Saved data entries:
---

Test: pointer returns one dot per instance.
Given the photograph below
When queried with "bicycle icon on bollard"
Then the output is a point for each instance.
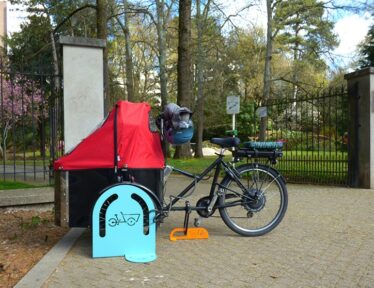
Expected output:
(129, 219)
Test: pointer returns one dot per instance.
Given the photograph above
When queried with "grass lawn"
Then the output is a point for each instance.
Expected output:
(7, 185)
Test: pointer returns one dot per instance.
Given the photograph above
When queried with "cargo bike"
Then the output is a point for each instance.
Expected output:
(125, 151)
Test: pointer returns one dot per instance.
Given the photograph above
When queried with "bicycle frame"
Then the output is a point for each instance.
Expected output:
(217, 164)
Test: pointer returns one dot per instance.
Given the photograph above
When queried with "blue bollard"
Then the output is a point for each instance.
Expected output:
(123, 224)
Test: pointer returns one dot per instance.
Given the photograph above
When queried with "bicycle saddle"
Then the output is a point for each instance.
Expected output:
(226, 142)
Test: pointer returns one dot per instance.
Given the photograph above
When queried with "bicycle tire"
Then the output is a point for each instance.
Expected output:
(271, 183)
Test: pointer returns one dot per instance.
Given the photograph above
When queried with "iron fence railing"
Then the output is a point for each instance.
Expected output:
(314, 131)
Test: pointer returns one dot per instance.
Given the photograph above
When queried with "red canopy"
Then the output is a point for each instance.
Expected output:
(137, 146)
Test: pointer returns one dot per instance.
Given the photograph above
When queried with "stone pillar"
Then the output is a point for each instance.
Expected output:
(361, 128)
(83, 74)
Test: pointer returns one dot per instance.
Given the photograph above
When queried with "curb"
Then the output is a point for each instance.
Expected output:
(48, 264)
(28, 196)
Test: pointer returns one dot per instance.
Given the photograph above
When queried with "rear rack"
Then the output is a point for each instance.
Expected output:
(269, 150)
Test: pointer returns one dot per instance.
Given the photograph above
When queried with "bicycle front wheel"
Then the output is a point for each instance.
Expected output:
(257, 215)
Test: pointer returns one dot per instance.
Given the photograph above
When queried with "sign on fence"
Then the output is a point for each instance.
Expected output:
(233, 104)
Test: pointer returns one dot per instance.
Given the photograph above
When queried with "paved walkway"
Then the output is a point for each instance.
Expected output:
(325, 240)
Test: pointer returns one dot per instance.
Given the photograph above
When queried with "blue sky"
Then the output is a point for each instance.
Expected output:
(350, 28)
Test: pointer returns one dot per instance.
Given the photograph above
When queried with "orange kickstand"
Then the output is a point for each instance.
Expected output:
(188, 233)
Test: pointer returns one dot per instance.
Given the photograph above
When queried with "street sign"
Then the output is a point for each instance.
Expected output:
(233, 104)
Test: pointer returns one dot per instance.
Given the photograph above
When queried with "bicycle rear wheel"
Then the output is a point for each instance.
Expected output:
(253, 217)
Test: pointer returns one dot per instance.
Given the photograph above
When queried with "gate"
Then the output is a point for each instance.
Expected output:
(30, 126)
(314, 131)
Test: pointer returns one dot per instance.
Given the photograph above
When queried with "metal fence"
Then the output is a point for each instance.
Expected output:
(314, 130)
(30, 126)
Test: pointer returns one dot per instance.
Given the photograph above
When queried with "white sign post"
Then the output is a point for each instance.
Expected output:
(233, 107)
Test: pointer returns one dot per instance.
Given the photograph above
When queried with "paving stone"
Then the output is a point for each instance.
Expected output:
(325, 240)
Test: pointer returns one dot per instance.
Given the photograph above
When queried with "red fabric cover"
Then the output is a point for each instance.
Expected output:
(137, 146)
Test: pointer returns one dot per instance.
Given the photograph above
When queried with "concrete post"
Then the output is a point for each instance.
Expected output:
(83, 74)
(361, 128)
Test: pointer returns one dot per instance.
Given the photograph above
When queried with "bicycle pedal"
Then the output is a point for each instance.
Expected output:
(188, 234)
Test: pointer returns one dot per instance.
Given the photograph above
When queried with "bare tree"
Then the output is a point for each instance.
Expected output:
(200, 20)
(184, 66)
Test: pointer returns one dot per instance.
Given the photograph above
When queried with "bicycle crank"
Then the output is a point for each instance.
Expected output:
(256, 204)
(204, 203)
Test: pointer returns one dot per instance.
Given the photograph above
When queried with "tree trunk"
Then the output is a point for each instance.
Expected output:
(267, 70)
(161, 42)
(128, 50)
(200, 79)
(101, 8)
(184, 67)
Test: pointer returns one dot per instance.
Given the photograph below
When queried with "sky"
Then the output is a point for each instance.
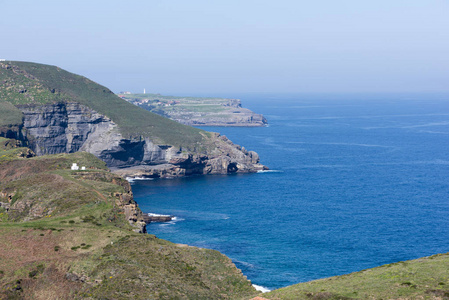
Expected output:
(214, 46)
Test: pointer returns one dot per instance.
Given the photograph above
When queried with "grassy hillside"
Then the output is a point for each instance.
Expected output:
(65, 236)
(424, 278)
(32, 83)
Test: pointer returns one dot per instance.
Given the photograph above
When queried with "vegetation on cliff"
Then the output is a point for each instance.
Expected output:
(423, 278)
(72, 235)
(25, 83)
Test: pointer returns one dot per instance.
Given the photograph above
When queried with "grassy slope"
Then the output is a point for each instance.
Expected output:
(32, 83)
(9, 114)
(81, 232)
(424, 278)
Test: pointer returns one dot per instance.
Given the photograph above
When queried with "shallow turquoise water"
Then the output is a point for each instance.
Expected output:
(357, 182)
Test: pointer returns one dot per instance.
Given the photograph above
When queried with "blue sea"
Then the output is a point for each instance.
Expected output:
(356, 181)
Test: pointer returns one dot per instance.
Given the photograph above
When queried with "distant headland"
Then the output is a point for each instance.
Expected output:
(196, 111)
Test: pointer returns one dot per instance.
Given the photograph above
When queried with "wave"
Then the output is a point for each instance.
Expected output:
(261, 288)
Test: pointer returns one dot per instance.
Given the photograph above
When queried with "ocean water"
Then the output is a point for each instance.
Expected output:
(355, 182)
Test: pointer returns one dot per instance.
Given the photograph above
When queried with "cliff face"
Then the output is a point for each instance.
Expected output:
(71, 127)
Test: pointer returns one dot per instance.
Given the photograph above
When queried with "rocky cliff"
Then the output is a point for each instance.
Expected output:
(70, 127)
(53, 111)
(196, 111)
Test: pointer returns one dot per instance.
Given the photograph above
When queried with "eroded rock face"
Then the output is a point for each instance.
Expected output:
(71, 127)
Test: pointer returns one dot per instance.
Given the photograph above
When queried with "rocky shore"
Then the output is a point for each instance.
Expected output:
(70, 127)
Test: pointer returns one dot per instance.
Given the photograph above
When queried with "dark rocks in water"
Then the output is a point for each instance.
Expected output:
(148, 218)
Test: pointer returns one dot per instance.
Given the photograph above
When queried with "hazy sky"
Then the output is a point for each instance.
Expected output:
(207, 46)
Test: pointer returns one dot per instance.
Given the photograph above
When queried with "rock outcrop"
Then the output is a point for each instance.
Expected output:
(70, 127)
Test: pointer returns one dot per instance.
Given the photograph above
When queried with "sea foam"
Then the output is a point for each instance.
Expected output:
(261, 288)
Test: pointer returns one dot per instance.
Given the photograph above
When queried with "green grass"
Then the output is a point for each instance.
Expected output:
(424, 278)
(32, 83)
(69, 223)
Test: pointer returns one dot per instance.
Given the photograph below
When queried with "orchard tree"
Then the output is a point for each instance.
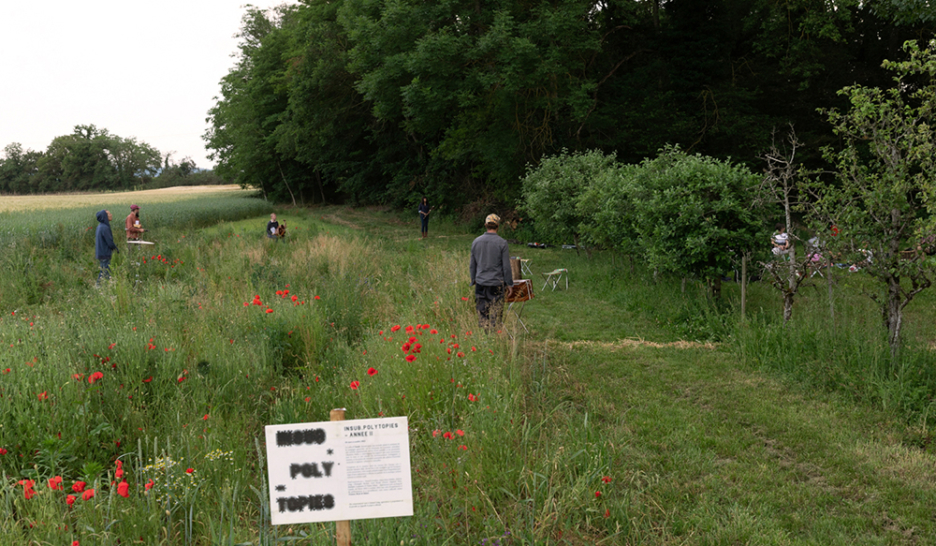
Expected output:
(552, 189)
(693, 214)
(883, 201)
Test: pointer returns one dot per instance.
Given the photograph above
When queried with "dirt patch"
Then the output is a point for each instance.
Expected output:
(629, 343)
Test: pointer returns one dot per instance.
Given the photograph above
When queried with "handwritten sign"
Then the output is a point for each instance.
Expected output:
(339, 470)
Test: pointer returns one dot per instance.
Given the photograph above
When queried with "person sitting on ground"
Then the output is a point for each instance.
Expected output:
(780, 240)
(132, 225)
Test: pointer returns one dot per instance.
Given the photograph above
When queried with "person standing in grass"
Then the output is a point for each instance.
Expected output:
(104, 246)
(272, 227)
(424, 211)
(490, 272)
(132, 225)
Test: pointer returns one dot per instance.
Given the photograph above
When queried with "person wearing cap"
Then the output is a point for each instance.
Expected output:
(490, 272)
(132, 225)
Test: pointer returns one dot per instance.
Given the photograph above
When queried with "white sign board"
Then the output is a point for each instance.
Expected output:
(339, 470)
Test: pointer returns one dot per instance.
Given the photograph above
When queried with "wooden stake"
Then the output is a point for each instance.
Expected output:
(342, 528)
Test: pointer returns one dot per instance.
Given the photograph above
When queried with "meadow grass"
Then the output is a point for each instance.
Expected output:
(633, 413)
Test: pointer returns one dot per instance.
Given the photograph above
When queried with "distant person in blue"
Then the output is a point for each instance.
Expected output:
(104, 245)
(424, 210)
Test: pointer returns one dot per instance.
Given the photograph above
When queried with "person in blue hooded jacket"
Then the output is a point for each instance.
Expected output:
(104, 245)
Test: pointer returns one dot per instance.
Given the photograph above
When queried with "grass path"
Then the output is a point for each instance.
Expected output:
(700, 448)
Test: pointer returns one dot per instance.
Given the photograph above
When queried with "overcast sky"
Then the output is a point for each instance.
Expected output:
(147, 70)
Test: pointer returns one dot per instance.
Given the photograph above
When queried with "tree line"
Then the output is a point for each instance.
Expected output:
(93, 159)
(371, 101)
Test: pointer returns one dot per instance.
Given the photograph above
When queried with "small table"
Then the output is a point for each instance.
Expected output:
(555, 276)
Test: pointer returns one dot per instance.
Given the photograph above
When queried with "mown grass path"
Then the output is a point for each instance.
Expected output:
(700, 448)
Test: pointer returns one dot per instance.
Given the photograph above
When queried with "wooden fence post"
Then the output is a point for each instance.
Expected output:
(342, 528)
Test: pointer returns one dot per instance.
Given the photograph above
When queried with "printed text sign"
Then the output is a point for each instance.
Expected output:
(339, 470)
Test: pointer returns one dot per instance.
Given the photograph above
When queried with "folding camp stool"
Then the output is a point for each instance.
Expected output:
(555, 276)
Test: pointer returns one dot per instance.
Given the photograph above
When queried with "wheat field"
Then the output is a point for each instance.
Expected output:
(23, 203)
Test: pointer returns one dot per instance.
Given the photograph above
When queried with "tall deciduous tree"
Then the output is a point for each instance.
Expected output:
(884, 197)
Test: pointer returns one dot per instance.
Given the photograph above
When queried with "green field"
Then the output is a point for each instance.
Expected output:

---

### What is needed
Extract every line of the data above that contains the string "face". Matching is case-sensitive.

### Exercise response
When queried with "cliff face"
When queried with "eroded rock face"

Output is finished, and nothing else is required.